Wir sollten doch froh sein, dass wir wieder ein Deutschland sind. Im Übrigen – ich werde gleich auch was zu Ostdeutschland sagen – gehöre ich der Generation an, die sagt: Wir sollen nicht immer in Ost und West denken; das gehört sich einfach nicht mehr. Wir sind ein Deutschland. Wir sind eine Republik, und wir können stolz darauf sein. Wir haben gemeinsam vieles erreicht.

Bevor ich mit meiner Rede beginne, ein Satz zur AfD; ich lerne ja auch immer wieder was dazu. Ich habe Ihre Rede so verstanden, dass Sie nicht unbedingt erfreut über dieses Intel-Projekt sind.

(Enrico Komning [AfD]: Doch, schon! Aber über die immense Förderung nicht!)

Die Kollegen der AfD im Landtag von Sachsen-Anhalt beeilen sich bei jeder Gelegenheit, zu betonen, wie wichtig dieses Projekt für Sachsen-Anhalt ist. Wofür steht denn jetzt die AfD?

● ANWEISUNG 1
Schreiben Sie aus dem Redeausschnitt die Passage von „Die Kollegen der“ bis einschließlich „jetzt die AfD?“ wortgetreu ab.
● ANWEISUNG 2
Beantworten Sie zum Redeausschnitt diese Fragen:
(a) Welcher Generation gehört der Redner nach eigener Aussage an?
(b) Worüber ist Enrico Komning laut seinem Zwischenruf nicht erfreut?
(c) Was betonen die AfD-Kollegen im Landtag von Sachsen-Anhalt bei jeder Gelegenheit?
● ANWEISUNG 3
Wie könnte der Redeausschnitt nach der Frage „Wofür steht denn jetzt die AfD?“ weitergehen? Setzen Sie ihn fort.

● Beschriftungen der Objektpunkte
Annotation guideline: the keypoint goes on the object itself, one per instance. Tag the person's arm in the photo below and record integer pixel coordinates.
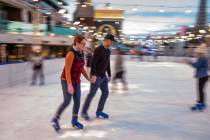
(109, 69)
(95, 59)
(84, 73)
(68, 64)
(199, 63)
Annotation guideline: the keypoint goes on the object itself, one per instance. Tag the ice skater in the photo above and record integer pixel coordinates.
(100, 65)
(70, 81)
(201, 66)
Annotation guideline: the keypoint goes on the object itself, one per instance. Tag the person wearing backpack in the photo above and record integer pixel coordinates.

...

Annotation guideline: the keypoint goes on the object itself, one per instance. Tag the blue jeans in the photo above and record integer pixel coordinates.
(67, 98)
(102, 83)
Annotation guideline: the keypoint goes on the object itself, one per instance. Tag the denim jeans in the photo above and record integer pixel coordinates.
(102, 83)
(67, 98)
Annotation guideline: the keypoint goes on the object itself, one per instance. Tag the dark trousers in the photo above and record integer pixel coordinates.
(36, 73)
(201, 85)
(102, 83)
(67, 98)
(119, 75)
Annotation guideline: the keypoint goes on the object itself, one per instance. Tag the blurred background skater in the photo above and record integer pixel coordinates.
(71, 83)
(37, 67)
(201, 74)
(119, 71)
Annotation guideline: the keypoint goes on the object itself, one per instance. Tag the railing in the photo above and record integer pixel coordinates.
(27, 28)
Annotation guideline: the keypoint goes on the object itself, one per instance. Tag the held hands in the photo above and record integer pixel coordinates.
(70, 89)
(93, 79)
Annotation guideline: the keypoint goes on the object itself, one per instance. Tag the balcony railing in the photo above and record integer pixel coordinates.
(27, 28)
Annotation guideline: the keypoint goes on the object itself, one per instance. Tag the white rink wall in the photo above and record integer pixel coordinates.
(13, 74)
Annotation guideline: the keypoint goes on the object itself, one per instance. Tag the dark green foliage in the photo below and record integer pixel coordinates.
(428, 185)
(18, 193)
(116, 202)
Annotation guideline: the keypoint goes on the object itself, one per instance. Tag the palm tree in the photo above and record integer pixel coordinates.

● ERGEBNIS 1
Die Kollegen der AfD im Landtag von Sachsen-Anhalt beeilen sich bei jeder Gelegenheit, zu betonen, wie wichtig dieses Projekt für Sachsen-Anhalt ist. Wofür steht denn jetzt die AfD?

● ERGEBNIS 2
(a) Der Generation, die sagt, man solle nicht immer in Ost und West denken.
(b) Über die immense Förderung.
(c) Wie wichtig das Projekt für Sachsen-Anhalt ist.

● ERGEBNIS 3
(Enrico Komning [AfD]: Wir reden über 10 Milliarden!)

Sind Sie dafür oder dagegen?

(Beifall bei der CDU/CSU sowie der Abg. Dr. Paula Piechotta [BÜNDNIS 90/DIE GRÜNEN])

Sie müssen einfach mal bedenken, dass es nicht immer sinnvoll ist, in die Kameras das eine zu sagen und woanders das andere.

(Beifall bei der CDU/CSU sowie bei Abgeordneten der SPD, des BÜNDNISSES 90/DIE GRÜNEN und der FDP)

Sehr geehrte Damen und Herren, ich kann dieses Thema, über das wir heute diskutieren, sehr gut auch an meinem Beispiel darstellen. Ich bin 1979 geboren und habe 1998 Abitur gemacht. Ich wollte immer Ingenieur werden. Ich bin das dann auch geworden, habe an der Universität studiert. In der Zeit hat man mir gesagt: Lieber Sven Schulze, wenn du was werden willst, wenn du erfolgreich sein, Karriere machen willst,

(Enrico Komning [AfD]: … dann geh in die Politik!)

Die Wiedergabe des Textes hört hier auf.